- **Point-based annotation data**
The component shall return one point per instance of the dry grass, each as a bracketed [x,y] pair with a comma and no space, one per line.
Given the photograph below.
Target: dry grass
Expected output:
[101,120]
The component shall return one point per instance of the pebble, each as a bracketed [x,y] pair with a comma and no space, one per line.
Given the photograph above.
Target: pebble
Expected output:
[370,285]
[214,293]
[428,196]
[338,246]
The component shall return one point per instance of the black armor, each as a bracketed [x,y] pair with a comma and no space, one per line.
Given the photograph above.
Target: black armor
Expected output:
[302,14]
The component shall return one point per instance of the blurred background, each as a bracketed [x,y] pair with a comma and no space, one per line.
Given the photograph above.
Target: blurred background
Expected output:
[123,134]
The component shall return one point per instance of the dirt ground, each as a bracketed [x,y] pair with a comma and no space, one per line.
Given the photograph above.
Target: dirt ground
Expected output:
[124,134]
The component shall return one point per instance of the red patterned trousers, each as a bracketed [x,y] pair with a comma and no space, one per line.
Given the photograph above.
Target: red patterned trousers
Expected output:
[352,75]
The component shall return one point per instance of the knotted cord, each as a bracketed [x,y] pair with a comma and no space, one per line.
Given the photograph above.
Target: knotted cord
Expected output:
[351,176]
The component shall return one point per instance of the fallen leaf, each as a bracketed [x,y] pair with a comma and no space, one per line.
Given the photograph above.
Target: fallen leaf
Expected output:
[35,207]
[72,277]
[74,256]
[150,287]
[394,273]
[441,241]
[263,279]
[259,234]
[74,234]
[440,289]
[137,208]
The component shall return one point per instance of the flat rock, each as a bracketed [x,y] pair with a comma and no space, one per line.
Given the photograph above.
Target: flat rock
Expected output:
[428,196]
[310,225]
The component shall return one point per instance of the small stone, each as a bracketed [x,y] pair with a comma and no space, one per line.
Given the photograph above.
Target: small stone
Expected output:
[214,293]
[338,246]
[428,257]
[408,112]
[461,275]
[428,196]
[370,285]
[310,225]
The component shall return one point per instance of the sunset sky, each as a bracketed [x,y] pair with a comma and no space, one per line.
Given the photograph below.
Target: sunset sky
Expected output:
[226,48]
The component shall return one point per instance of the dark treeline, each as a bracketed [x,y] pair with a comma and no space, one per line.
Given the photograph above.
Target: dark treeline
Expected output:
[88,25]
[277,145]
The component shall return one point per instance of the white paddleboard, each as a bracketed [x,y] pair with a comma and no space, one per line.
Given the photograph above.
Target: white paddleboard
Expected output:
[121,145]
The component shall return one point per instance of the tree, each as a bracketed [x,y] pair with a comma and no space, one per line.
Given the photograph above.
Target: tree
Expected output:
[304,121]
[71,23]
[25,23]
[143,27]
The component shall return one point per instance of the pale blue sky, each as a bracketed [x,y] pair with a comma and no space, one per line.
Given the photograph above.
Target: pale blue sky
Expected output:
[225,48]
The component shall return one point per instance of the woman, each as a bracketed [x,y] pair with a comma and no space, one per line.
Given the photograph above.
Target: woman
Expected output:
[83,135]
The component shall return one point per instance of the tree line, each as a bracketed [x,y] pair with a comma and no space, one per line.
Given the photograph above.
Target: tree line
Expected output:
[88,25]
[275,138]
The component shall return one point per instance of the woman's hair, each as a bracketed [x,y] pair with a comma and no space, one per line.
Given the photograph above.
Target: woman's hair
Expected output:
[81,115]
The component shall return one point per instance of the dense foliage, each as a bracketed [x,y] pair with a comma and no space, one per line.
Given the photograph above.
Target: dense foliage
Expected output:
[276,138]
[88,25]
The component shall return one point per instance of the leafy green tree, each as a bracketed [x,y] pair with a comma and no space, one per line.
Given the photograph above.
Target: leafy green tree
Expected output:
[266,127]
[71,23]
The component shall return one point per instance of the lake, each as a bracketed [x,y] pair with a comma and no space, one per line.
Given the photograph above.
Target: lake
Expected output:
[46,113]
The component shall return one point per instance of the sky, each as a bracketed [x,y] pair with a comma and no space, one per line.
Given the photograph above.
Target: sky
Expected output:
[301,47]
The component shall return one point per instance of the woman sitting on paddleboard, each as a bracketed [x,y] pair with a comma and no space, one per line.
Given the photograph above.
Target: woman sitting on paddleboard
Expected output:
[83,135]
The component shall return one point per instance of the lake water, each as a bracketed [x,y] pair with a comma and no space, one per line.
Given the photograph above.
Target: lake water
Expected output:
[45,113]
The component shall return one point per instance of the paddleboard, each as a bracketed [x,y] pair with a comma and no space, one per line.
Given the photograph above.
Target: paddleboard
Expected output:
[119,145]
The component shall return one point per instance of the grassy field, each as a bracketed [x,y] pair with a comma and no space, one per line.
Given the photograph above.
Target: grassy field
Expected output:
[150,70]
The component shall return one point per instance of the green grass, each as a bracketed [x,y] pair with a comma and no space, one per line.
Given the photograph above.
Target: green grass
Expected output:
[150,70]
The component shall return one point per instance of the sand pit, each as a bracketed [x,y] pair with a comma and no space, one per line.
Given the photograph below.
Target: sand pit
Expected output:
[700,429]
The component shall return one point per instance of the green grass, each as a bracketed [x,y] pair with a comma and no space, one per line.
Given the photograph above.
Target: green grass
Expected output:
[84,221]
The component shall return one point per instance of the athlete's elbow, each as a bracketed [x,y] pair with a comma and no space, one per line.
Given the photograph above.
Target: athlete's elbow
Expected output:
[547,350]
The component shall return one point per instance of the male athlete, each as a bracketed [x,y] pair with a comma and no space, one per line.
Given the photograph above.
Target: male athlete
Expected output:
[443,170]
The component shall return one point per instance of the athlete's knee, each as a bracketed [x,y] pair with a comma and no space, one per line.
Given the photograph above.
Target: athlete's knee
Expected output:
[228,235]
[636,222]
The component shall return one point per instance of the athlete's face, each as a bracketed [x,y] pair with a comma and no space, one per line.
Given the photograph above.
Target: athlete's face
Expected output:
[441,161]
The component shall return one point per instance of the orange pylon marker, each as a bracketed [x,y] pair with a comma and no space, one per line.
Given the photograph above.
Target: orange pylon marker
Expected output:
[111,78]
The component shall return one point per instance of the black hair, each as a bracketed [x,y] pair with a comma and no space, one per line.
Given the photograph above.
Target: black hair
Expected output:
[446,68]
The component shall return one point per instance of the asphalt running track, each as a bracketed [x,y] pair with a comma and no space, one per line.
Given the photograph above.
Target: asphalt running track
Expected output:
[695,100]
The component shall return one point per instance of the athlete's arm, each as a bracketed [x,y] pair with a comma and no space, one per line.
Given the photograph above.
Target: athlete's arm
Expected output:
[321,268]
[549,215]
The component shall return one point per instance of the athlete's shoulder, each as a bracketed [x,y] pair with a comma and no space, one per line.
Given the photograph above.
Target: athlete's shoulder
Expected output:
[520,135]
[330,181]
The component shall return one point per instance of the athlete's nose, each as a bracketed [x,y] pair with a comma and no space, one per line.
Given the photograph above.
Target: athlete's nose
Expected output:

- **THE EXERCISE**
Return the material exactly as it stands.

- **CORRECT RESPONSE**
The component shall return one point per instance of the dry grass, each as a bracketed [x,y] pair with a comma and no space, one per line.
Given the photograph below.
Target: dry grass
Expected output:
[101,120]
The component shall return one point per instance of the pebble, each as a bracketed [x,y] pair with a comma and no space, one per line.
Given the photograph above.
Target: pebble
Expected output:
[370,285]
[214,293]
[428,196]
[338,246]
The component shall return one point per instance of the black armor, each as a bracketed [x,y] pair with a comma and no space, one per line.
Given the photograph above.
Target: black armor
Expected output:
[302,14]
The component shall return one point per instance of the blurred background, each as a bracketed [x,y] pair with a comma and no space, one per line.
Given the photograph above.
Target: blurred background
Expected output:
[123,134]
The component shall return one point per instance of the dirt ground, each as a bracketed [x,y] pair with a comma and no space, one per line.
Given the photograph above.
Target: dirt ground
Expected output:
[124,134]
The component shall return one point per instance of the red patterned trousers, each as a bracketed [x,y] pair with a comma and no space, one per line.
Given the photograph above.
Target: red patterned trousers
Expected output:
[352,75]
The component shall return one point per instance of the knotted cord, each as a bracketed [x,y] pair with a comma and no space, one per line.
Given the photograph above.
Target: knotted cord
Expected output:
[351,176]
The component shall return one point per instance of the fallen leaf, each as a bracketed [x,y] pair with a comma and no space, one per line.
Given the photograph above.
Target: fallen leaf
Expected output:
[35,207]
[72,277]
[74,256]
[150,287]
[394,273]
[441,241]
[263,279]
[259,234]
[74,234]
[440,289]
[137,208]
The component shall return one point per instance of the flat rock, each as a bracketed [x,y] pair with a comma and no space, one per line.
Given the photograph above.
Target: flat rock
Expected output:
[428,196]
[310,225]
The component shall return one point per instance of the small stone, each as a bracketed [x,y] pair with a comma and no space, one per line.
Given the photograph above.
Target: small stone
Expected output:
[214,293]
[338,246]
[428,257]
[408,112]
[461,275]
[428,196]
[370,285]
[310,225]
The component shall return one point per instance of the sunset sky, each as a bracketed [x,y] pair with a comma and no space, one per line.
Given the photograph below.
Target: sunset sky
Expected output:
[226,48]
The component shall return one point per instance of the dark treeline, each as a bracketed [x,y] pair with a comma and no space, one per line.
Given the photograph above.
Target: dark treeline
Expected output:
[88,25]
[277,145]
The component shall return one point per instance of the white paddleboard, each as a bracketed [x,y] pair with a comma and no space, one per line.
Given the photograph above.
Target: white paddleboard
Expected output:
[121,145]
The component shall return one point per instance of the tree, each as a bracketed [x,y] pair with a comma and no space, one per line.
Given the photograph above.
Target: tree
Expected output:
[304,121]
[71,23]
[25,23]
[143,27]
The component shall return one point per instance of the pale blue sky, each as a bracketed [x,y] pair with a comma and no space, one per line.
Given the photograph above.
Target: pale blue sky
Expected output:
[225,48]
The component shall return one point per instance of the woman, each as a bracketed [x,y] pair with a comma and no space, one per line.
Given the photograph above.
Target: woman
Expected output:
[83,135]
The component shall return one point per instance of the tree line, each as a bracketed [x,y] pair with a comma and no space, one per line.
Given the photograph above.
Target: tree line
Expected output:
[88,25]
[275,138]
The component shall return one point per instance of the woman's hair, each as a bracketed [x,y] pair with a comma and no space, one per line.
Given the photograph above.
Target: woman's hair
Expected output:
[81,115]
The component shall return one point per instance of the dense foliage, each as a bracketed [x,y] pair with a comma and no space, one per line.
Given the photograph above.
Target: dense foliage
Expected output:
[276,138]
[88,25]
The component shall return one point per instance of the leafy green tree, each as a bracketed [x,y] pair with a comma and no space, one per line.
Given the photograph above.
Target: leafy green tree
Expected output:
[266,127]
[71,23]
The component shall return one point per instance of the lake, each as a bracketed [x,y] pair with a comma and no space, one per line.
Given the photograph above.
Target: lake
Expected output:
[46,113]
The component shall return one point per instance of the sky, each as a bracketed [x,y] pair with a comma and no space, one per line.
Given the photograph above.
Target: sky
Expected output:
[301,47]
The component shall return one point per instance of the woman sitting on paddleboard, each as a bracketed [x,y] pair with a comma and no space, one per line.
Given the photograph above.
Target: woman sitting on paddleboard
Expected output:
[83,135]
The component shall return one point per instance of the lake water, each as a bracketed [x,y] pair with a comma and no space, one per line.
Given the photograph above.
Target: lake water
Expected output:
[45,113]
The component shall return one point per instance of the paddleboard, each as a bracketed [x,y] pair with a comma and no space, one per line.
Given the photograph above.
Target: paddleboard
Expected output:
[119,145]
The component shall return one point per instance of the grassy field, each as a bracketed [x,y] pair with a comma and no space, one per line.
Given the photograph above.
Target: grassy field
Expected output:
[150,70]
The component shall return one point per instance of the green grass, each as a bracketed [x,y] pair with a comma and no space, one per line.
Given the photograph above.
Target: green grass
Expected output:
[150,70]
The component shall return one point per instance of the sand pit, each as a bracketed [x,y] pair with a comma and no space, one per line.
Given the photograph below.
Target: sand pit
Expected output:
[700,429]
The component shall return one point per instance of the green grass, each as a bracketed [x,y] pair with a comma and no space, one per line.
Given the photograph above.
Target: green grass
Expected output:
[84,221]
The component shall return one point per instance of the athlete's elbow, each as a bracketed [x,y] pair with a comma and no space, one per line.
Given the photograph above.
Target: athlete's elbow
Expected output:
[547,350]
The component shall return one point per instance of the male athlete, each as a bracketed [x,y] pair with a comma and no space, one per line.
Given the photograph above.
Target: male athlete
Expected output:
[443,170]
The component shall return one point per instance of the athlete's knee, each as a bracketed [x,y] pair with a comma and no space, one per line.
Given the photograph above.
Target: athlete's knee
Expected output:
[228,235]
[636,222]
The component shall return one point per instance of the athlete's face, each as a bracketed [x,y] pair with a comma and no space, one per line.
Given the photograph above.
Target: athlete's face
Expected output:
[441,161]
The component shall return one point per instance of the orange pylon marker, each as a bracketed [x,y] pair with a comma and no space, one per line.
Given the photograph above.
Target: orange pylon marker
Expected output:
[111,78]
The component shall return one point per instance of the black hair, each as a bracketed [x,y] pair with a comma and no space, one per line.
Given the photograph above.
Target: black hair
Expected output:
[446,68]
The component shall return one point per instance of the asphalt running track, each as a bracketed [x,y] pair with a comma and no space, one per line.
Given the photograph above.
Target: asphalt running track
Expected output:
[695,100]
The component shall return one point per instance of the athlete's arm, each as a bracketed [x,y] pair with a comma and no space, one per line.
Given the photograph above.
Target: athlete's arm
Expected output:
[321,268]
[549,215]
The component shall return one point per instance of the athlete's shoulder, each as a bracketed [x,y] pair with a comma and no space, one per line.
Given the photograph above.
Target: athlete's shoulder
Expected output:
[520,135]
[330,181]
The component shall return one point per instance of the athlete's nose, each as a bracketed [x,y] pair with a comma and no space, one per line.
Given the photograph above.
Target: athlete's nose
Expected output:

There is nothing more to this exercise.